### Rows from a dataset
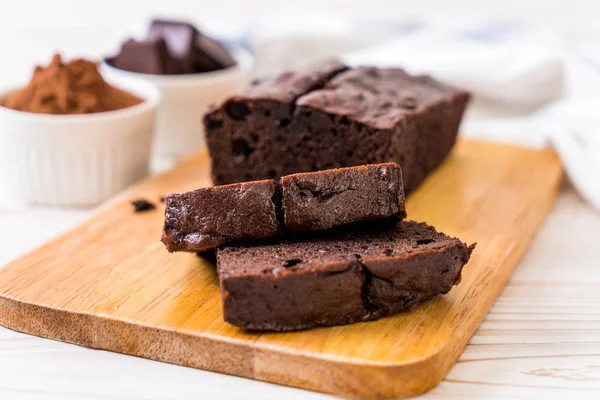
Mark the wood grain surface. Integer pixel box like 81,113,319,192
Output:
0,141,561,397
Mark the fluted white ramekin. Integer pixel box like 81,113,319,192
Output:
102,48,254,158
0,78,160,206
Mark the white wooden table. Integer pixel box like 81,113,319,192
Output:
0,183,600,400
0,0,600,400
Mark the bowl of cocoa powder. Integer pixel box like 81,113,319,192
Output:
0,55,160,206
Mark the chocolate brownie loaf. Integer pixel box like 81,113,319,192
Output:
217,222,474,331
204,63,469,191
162,180,281,252
162,163,406,251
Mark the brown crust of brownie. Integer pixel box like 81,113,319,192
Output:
161,180,281,252
217,222,475,331
280,163,406,231
162,163,406,252
204,62,469,192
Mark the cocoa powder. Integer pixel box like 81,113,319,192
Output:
0,54,142,114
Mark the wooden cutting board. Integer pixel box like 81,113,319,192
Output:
0,141,561,397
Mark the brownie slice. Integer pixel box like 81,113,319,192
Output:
161,180,281,252
162,163,406,251
217,222,475,331
204,63,469,191
280,163,406,231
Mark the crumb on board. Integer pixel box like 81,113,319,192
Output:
131,199,156,212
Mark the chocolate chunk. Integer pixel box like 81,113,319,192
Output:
148,19,200,74
131,199,156,212
107,19,235,75
107,37,180,75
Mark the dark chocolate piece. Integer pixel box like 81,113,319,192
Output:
107,19,235,75
148,19,200,74
107,38,179,75
280,163,406,231
204,63,469,192
217,222,475,331
162,163,406,251
162,180,280,252
131,199,156,212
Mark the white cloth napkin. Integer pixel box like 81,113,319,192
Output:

### PROMPT
Reproduce the whole listing above line for line, without the pictures.

### WRITTEN REPLY
Mark the wood grain surface. Integer pixel box like 81,113,319,192
Output:
0,141,561,397
Mark the fluted white ramekin. Integer pixel box like 81,113,319,192
Output:
102,48,254,158
0,78,160,206
Mark the white wooden table. Integer pixel box like 81,113,319,192
Output:
0,183,600,400
0,0,600,400
Mark the bowl of cocoa powder. Integer pixel box like 81,113,319,192
Output:
0,55,160,206
Mark the chocolate brownie loaf. Integer pixel box like 81,113,319,192
Output:
217,222,474,331
204,63,469,191
162,180,281,252
162,163,406,251
Mark the brown crust of brownie. Integer pixel box like 81,113,319,192
Output:
161,180,281,252
217,222,475,331
280,163,406,231
162,163,406,252
204,62,469,192
Mark the cocoa powder. Integer pixel box like 81,113,319,192
Output:
0,54,142,114
Mark the wooden cutting board. Integer pixel box like 81,113,319,192
Output:
0,141,561,397
Mark the brownie slice. Integer pixel box like 81,113,319,192
Output:
161,180,281,252
162,163,406,251
217,222,475,331
204,63,469,191
280,163,406,231
Mark the crumb on board. Integer pixel box like 81,113,319,192
Output:
131,199,156,212
Mark the chocolate chunk. Integer pixel box like 81,113,319,192
Output:
148,19,200,74
131,199,156,212
107,19,235,75
107,37,180,75
Mark the dark chocolate piece. Integer pixel box like 81,113,319,192
Output:
107,19,235,75
148,19,200,74
107,38,179,75
280,163,406,231
204,63,469,192
217,222,475,331
162,163,406,251
162,180,280,252
131,199,156,212
Mark the white cloth napkin. Integer pixel box like 81,113,319,192
Output:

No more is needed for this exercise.